=== Selection ===

This bug was accidentally moved from POST to MODIFIED via an error in automation, please see mmccune with any questions
Change still does not exist under the last build so move it to MODIFIED
Moving back to assigned based on comment #7
Artyom, are you sure? all referenced patches are included in ovirt-hosted-engine-ha-1.3.5.3.
Verified on ovirt-hosted-engine-ha-1.3.5.3-1.el7ev.noarch Steps: ===================== 1) Stop and mask ovirt-ha-agent 2) Update all packages 3) add two raise Exception to upgrade.py 1. self._activateFakeStorageDomain() raise Exception("MY Exception") self._spmStop() 2. raise Exception("MY Exception") self._reconstructMaster(master, dom_dict) self._connectStoragePool(master, dom_dict) 4) unmask and start ovirt-ha-agent 5) wait until log will have line with my Exception 6) Delete the first exception from code and restart ovirt-ha-agent 7) wait until log will have line with my Exception 8) Delete the second exception from code and restart ovirt-ha-agent 9) Check that upgrade succeed PASS
Simone, I cannot understand what upgrade we are talking about here. It does not sound like it is talking about engine-setup. IHAC where engine-setup was interrupted in an unrecoverable way, but I cannot how the logs in here related to my customer problem. Can you please elaborate?

===

Direction 1 —
In the bug thread, which package build was the upgrade fix verified on?
The bug thread and the rows come from unrelated sources.

=== Data for this task ===

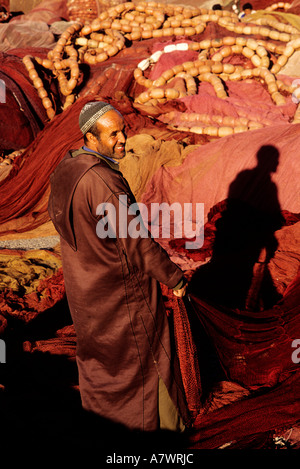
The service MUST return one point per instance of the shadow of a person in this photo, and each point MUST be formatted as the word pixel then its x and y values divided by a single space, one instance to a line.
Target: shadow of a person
pixel 237 275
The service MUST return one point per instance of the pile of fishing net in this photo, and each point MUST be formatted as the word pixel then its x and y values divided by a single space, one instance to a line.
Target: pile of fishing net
pixel 211 129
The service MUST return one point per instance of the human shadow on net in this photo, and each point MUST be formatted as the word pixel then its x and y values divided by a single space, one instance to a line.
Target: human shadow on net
pixel 237 275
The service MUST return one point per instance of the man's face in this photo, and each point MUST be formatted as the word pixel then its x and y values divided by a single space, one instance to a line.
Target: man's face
pixel 111 140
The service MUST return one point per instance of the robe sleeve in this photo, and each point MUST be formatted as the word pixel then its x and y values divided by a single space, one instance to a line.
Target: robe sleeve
pixel 140 249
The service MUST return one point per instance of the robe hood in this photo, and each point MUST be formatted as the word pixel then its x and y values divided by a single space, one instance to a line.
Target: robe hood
pixel 63 182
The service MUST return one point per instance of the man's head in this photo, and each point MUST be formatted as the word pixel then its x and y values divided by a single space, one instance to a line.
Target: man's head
pixel 247 8
pixel 103 129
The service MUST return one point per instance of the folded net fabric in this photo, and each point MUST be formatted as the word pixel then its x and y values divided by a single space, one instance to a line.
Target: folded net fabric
pixel 236 362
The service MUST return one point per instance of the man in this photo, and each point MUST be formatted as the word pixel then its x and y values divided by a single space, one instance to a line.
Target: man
pixel 128 371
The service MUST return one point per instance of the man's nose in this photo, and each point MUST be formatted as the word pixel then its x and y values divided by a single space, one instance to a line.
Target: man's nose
pixel 122 137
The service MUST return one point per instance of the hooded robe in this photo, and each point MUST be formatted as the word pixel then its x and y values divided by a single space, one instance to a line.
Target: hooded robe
pixel 124 345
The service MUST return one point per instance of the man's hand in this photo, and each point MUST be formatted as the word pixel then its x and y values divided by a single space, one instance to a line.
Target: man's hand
pixel 180 293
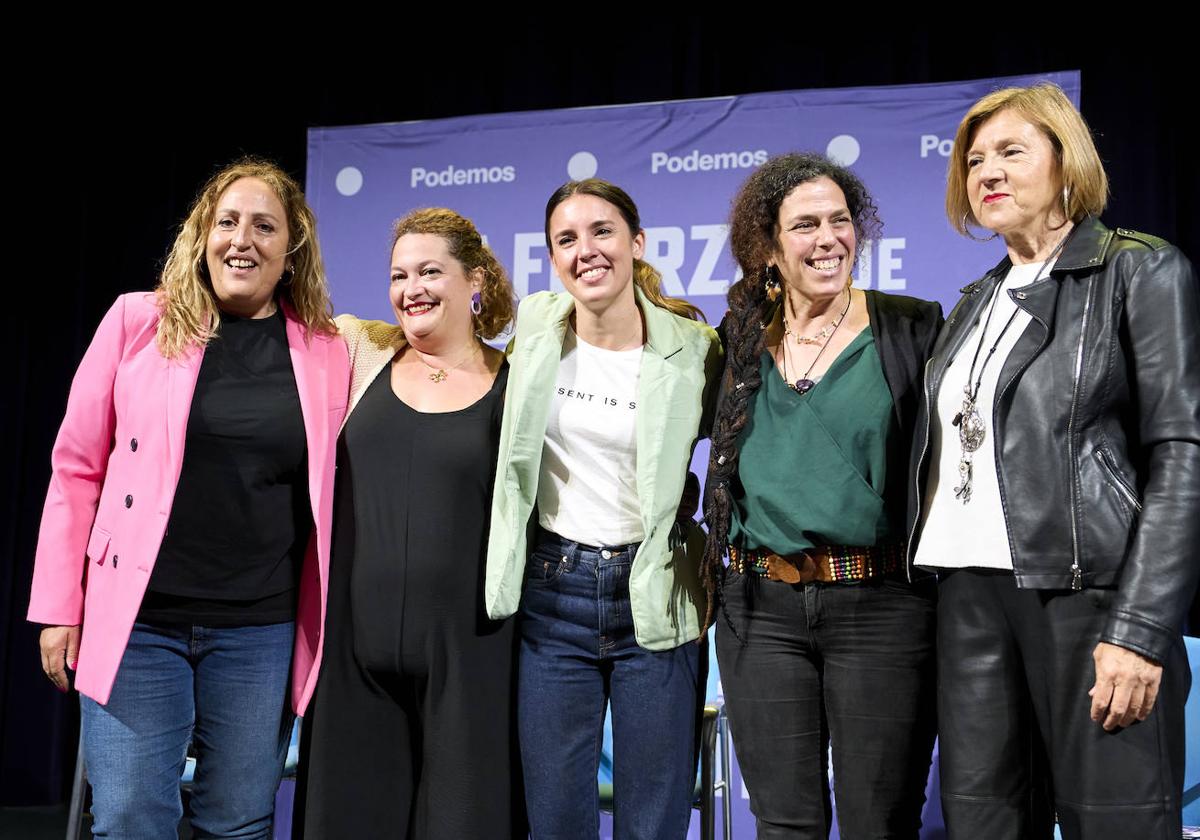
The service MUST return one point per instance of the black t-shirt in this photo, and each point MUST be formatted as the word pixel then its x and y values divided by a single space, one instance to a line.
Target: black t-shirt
pixel 241 520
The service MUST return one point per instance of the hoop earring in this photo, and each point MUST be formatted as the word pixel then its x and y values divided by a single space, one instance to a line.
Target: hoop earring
pixel 771 285
pixel 966 231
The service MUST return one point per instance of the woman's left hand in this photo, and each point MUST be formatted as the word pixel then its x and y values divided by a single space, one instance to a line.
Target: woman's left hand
pixel 1126 685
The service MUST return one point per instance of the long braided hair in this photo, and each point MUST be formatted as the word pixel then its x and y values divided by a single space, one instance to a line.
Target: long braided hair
pixel 754 231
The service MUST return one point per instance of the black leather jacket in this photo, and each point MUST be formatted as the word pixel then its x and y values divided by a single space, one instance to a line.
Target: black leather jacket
pixel 1097 429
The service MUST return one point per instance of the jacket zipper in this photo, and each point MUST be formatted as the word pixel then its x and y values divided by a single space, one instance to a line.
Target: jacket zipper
pixel 916 479
pixel 1109 463
pixel 1077 574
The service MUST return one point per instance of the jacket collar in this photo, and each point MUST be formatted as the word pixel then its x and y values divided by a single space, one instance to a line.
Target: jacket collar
pixel 1086 247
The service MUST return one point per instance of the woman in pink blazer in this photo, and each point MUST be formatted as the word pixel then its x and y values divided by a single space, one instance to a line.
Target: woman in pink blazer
pixel 184 550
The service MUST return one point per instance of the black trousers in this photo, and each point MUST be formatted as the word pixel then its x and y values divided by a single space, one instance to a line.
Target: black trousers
pixel 852 665
pixel 1018 743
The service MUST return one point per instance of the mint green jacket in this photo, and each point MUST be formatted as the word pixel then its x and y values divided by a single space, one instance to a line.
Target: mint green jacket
pixel 676 388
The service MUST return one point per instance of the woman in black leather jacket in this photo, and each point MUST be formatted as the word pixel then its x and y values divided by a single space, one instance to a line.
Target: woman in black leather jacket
pixel 1060 447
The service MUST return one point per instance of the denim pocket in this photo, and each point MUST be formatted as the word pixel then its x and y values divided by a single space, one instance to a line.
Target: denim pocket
pixel 544 569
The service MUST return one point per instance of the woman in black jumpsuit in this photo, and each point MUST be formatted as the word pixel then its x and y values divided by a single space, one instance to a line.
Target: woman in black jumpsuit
pixel 411 733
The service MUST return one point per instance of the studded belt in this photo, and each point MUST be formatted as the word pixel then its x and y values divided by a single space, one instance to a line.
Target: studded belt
pixel 823 564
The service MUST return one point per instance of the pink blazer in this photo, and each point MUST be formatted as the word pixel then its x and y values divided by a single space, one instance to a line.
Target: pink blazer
pixel 115 466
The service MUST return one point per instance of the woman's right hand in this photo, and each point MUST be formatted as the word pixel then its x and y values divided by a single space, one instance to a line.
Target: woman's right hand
pixel 60 651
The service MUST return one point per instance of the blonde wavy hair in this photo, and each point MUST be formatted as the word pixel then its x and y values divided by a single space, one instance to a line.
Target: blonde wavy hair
pixel 1047 107
pixel 466 245
pixel 646 276
pixel 185 289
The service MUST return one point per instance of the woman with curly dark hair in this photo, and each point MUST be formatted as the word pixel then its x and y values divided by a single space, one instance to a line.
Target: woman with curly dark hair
pixel 823 639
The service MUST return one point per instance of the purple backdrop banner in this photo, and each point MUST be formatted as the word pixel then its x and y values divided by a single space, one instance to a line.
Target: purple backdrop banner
pixel 682 162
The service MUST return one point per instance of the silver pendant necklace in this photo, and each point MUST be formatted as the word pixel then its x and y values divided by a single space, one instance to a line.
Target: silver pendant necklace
pixel 972 430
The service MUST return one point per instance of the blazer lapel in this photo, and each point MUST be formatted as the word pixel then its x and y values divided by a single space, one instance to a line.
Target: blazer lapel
pixel 181 376
pixel 310 375
pixel 655 393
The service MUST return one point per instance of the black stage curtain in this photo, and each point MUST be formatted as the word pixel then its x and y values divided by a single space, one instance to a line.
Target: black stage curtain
pixel 117 147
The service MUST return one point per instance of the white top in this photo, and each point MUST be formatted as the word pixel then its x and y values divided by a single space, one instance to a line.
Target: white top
pixel 957 535
pixel 587 491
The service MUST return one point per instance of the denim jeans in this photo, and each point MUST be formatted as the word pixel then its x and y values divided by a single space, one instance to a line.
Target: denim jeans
pixel 845 664
pixel 226 690
pixel 579 653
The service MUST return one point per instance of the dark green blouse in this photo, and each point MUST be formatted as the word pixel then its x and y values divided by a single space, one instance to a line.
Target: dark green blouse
pixel 813 467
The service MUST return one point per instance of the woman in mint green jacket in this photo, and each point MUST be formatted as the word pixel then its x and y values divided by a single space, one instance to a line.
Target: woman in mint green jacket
pixel 607 393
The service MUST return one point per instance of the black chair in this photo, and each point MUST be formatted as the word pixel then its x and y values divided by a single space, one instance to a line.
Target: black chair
pixel 79 786
pixel 714 733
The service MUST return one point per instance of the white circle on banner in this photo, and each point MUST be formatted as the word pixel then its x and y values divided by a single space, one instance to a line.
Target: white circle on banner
pixel 843 150
pixel 349 180
pixel 582 165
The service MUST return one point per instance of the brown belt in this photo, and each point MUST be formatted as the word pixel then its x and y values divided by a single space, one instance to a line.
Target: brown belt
pixel 822 564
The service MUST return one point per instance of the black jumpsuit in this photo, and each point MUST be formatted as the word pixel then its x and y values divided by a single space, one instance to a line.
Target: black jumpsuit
pixel 411 732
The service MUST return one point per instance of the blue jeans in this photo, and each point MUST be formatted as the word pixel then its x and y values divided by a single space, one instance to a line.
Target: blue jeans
pixel 222 689
pixel 579 652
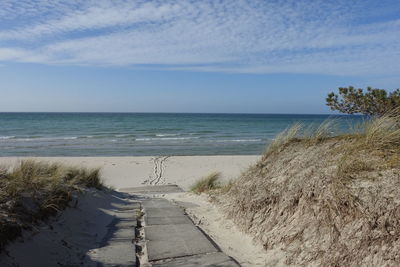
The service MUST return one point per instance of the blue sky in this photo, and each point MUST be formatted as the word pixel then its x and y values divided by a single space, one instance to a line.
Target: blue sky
pixel 193 56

===

Direction 2 —
Rename "white circle" to "white ring" in the rows, beginning at the line that has "the black chair" and stopping after the line that has "pixel 582 165". Return only those lines, with nothing else changed.

Written answer 1 —
ovirt-hosted-engine-ha-1.3.5.3-1.el7ev.noarch

Written answer 2 —
The service MUST return one point per instance of the black chair in this photo, and each point MUST be formatted as the word pixel then its x and y values divided by a single space, one instance to a line.
Target: black chair
pixel 79 786
pixel 714 733
The service MUST return one point per instance of the white ring on banner in this photo, and each point MUST be formatted as the word pixel then its x and y values divided by a single space, one instance to a line.
Target: white ring on banner
pixel 843 150
pixel 349 180
pixel 582 165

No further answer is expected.